Minor refactor of controllers.

1. Separate out a public controller-state function that properly goes through the command queue.
2. Split the lock inside ProControllerWithScheduler to remove some async uncertainties on the cancellation paths.
3. Make the controller implementations directly implement "push_state()".

Author: Mysticial

Common/Cpp/Concurrency/ReverseLockGuard.h

@@ -0,0 +1,40 @@
+/*  Reverse Lock Guard
+ *
+ *  From: https://github.com/PokemonAutomation/Arduino-Source
+ *
+ */
+
+#ifndef PokemonAutomation_ReverseLockGuard_H
+#define PokemonAutomation_ReverseLockGuard_H
+
+#include "Common/Cpp/Exceptions.h"
+
+namespace PokemonAutomation{
+
+
+template <class Mutex>
+class ReverseLockGuard{
+public:
+    ReverseLockGuard(Mutex& lock)
+        : m_lock(lock)
+    {
+        if (lock.try_lock()){
+            throw InternalProgramError(
+                nullptr, PA_CURRENT_FUNCTION,
+                "Attempted to unlock an already unlocked lock."

■ Material
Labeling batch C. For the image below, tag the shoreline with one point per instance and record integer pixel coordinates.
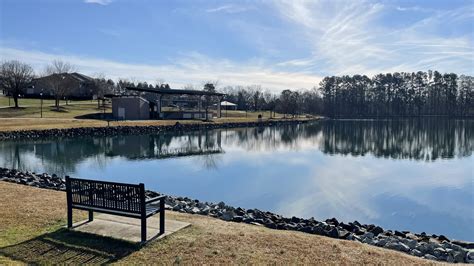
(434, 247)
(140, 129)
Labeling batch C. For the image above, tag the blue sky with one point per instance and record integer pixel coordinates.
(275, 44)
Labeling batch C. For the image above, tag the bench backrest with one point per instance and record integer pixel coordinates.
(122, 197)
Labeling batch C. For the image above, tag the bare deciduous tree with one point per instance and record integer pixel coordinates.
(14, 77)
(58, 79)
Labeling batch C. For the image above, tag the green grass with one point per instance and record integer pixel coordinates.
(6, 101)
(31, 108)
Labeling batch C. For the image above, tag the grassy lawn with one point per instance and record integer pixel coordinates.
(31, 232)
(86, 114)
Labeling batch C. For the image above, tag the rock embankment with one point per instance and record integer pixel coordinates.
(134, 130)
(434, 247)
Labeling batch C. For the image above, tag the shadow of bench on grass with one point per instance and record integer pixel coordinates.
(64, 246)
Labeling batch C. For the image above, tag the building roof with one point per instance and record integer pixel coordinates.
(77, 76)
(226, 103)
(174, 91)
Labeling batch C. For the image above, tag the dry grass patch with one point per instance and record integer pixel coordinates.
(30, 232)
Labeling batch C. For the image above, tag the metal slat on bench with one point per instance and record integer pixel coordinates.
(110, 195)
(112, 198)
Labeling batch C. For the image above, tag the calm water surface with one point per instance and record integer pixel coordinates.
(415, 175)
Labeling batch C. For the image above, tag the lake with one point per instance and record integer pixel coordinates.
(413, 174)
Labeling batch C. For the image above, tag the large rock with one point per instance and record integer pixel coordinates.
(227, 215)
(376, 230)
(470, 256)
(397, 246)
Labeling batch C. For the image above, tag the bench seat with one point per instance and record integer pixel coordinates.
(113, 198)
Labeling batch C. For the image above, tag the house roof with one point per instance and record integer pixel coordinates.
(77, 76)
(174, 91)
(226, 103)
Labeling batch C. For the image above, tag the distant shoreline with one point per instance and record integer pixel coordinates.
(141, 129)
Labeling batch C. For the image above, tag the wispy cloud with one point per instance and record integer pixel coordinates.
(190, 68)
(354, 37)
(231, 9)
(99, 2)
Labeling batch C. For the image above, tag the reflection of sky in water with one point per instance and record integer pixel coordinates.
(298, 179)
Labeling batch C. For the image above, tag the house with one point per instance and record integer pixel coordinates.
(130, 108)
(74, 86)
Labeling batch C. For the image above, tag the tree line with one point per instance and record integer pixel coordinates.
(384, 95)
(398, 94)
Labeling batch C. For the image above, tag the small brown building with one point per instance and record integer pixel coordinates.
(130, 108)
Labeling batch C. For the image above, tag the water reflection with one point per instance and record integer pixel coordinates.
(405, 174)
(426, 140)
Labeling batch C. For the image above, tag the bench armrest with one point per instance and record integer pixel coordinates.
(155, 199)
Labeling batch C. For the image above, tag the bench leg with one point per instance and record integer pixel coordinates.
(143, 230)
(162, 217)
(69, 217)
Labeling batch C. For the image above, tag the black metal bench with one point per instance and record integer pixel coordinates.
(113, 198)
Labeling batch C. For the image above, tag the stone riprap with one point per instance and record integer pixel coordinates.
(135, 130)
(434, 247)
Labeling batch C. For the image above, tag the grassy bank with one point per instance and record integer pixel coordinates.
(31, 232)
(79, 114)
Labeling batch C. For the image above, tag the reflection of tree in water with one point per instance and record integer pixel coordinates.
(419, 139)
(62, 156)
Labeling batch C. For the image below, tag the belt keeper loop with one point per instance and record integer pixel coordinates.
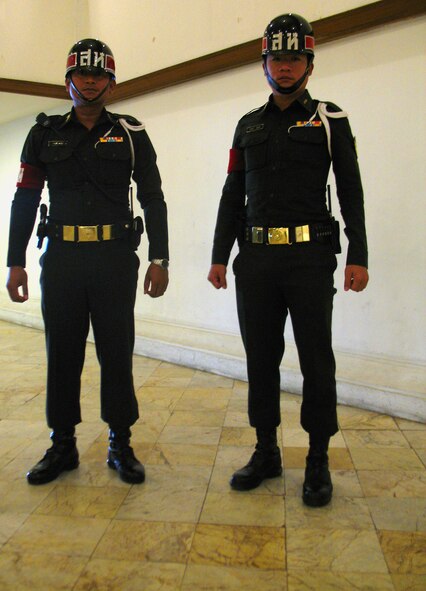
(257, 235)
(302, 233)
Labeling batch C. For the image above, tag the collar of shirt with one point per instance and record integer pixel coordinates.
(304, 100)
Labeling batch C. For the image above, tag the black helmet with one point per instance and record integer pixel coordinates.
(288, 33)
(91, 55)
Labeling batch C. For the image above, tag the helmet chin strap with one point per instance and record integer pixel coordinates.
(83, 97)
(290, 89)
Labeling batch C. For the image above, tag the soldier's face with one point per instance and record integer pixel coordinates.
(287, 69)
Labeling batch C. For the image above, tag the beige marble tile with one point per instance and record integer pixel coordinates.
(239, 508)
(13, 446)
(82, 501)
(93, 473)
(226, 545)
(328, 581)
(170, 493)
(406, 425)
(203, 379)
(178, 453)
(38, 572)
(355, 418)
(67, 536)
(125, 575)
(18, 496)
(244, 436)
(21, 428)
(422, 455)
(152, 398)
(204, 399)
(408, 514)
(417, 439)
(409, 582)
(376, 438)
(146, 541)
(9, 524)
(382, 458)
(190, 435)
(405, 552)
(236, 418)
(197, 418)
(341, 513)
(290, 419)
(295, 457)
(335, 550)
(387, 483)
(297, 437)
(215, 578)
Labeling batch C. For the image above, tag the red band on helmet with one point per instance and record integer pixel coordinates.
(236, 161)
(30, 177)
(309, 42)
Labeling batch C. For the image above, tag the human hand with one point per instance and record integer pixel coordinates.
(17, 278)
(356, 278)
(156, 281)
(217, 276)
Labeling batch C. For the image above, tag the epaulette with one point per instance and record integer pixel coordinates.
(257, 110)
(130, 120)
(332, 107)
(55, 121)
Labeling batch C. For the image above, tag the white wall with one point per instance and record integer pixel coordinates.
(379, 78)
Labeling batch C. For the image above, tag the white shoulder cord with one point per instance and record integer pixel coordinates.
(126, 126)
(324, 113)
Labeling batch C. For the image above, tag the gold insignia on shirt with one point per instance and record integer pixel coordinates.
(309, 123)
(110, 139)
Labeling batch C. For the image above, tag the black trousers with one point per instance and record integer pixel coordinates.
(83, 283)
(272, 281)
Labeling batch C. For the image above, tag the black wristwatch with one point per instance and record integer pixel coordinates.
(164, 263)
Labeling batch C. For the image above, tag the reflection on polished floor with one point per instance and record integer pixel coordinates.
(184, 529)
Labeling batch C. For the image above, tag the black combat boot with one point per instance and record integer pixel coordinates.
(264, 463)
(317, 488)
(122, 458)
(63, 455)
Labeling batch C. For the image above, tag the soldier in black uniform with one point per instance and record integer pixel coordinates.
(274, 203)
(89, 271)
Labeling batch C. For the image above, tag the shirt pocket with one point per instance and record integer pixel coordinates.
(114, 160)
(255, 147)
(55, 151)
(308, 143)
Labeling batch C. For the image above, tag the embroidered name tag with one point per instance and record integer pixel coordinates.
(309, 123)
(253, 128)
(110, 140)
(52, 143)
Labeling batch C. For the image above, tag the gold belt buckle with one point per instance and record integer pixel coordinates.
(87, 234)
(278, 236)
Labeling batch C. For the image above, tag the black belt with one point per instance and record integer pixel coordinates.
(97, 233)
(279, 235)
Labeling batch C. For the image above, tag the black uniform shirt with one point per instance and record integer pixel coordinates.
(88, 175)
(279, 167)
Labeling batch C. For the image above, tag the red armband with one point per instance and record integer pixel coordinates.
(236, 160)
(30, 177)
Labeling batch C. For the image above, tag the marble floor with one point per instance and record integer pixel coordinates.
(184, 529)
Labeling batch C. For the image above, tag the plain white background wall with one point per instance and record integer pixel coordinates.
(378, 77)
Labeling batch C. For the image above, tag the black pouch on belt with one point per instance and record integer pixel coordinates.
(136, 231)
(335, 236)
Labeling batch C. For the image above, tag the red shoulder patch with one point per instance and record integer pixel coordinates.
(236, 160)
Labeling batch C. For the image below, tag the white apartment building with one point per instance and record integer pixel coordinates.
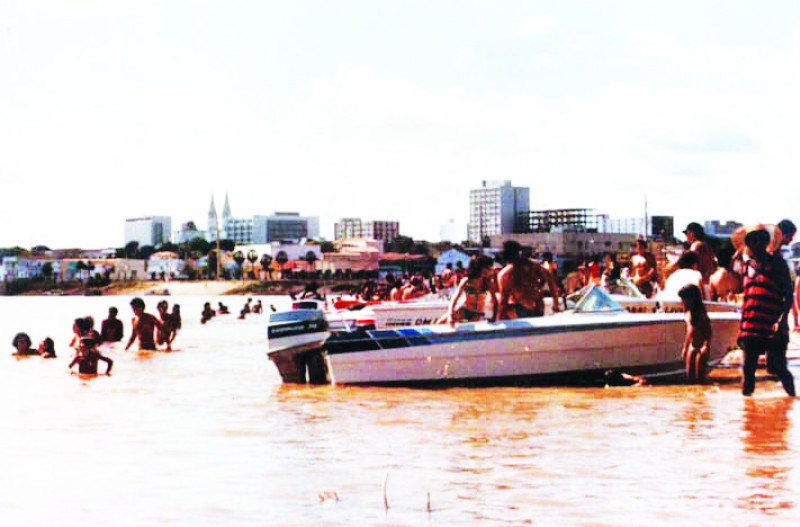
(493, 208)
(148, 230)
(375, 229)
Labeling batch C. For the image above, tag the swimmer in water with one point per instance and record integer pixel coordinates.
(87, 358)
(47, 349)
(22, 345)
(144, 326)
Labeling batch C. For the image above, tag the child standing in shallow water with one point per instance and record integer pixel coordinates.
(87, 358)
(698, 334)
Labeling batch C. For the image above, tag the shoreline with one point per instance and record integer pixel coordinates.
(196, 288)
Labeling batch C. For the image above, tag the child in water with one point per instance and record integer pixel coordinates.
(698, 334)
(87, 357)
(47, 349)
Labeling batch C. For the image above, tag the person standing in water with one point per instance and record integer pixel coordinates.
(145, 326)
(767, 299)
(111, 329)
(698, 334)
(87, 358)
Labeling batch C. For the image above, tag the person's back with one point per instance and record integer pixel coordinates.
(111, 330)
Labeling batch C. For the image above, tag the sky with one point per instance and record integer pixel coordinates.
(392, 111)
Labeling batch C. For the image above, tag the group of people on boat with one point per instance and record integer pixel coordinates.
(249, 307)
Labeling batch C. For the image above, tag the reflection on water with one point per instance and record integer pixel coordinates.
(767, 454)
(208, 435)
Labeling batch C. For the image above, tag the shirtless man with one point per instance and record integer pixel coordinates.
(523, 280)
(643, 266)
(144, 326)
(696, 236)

■ Written instruction
Please reproduce the controller refactor commit text above in full, word for word.

■ Task answer
Minor refactor of controllers.

1. Separate out a public controller-state function that properly goes through the command queue.
2. Split the lock inside ProControllerWithScheduler to remove some async uncertainties on the cancellation paths.
3. Make the controller implementations directly implement "push_state()".

Author: Mysticial

Common/Cpp/Concurrency/ReverseLockGuard.h

@@ -0,0 +1,40 @@
+/*  Reverse Lock Guard
+ *
+ *  From: https://github.com/PokemonAutomation/Arduino-Source
+ *
+ */
+
+#ifndef PokemonAutomation_ReverseLockGuard_H
+#define PokemonAutomation_ReverseLockGuard_H
+
+#include "Common/Cpp/Exceptions.h"
+
+namespace PokemonAutomation{
+
+
+template <class Mutex>
+class ReverseLockGuard{
+public:
+    ReverseLockGuard(Mutex& lock)
+        : m_lock(lock)
+    {
+        if (lock.try_lock()){
+            throw InternalProgramError(
+                nullptr, PA_CURRENT_FUNCTION,
+                "Attempted to unlock an already unlocked lock."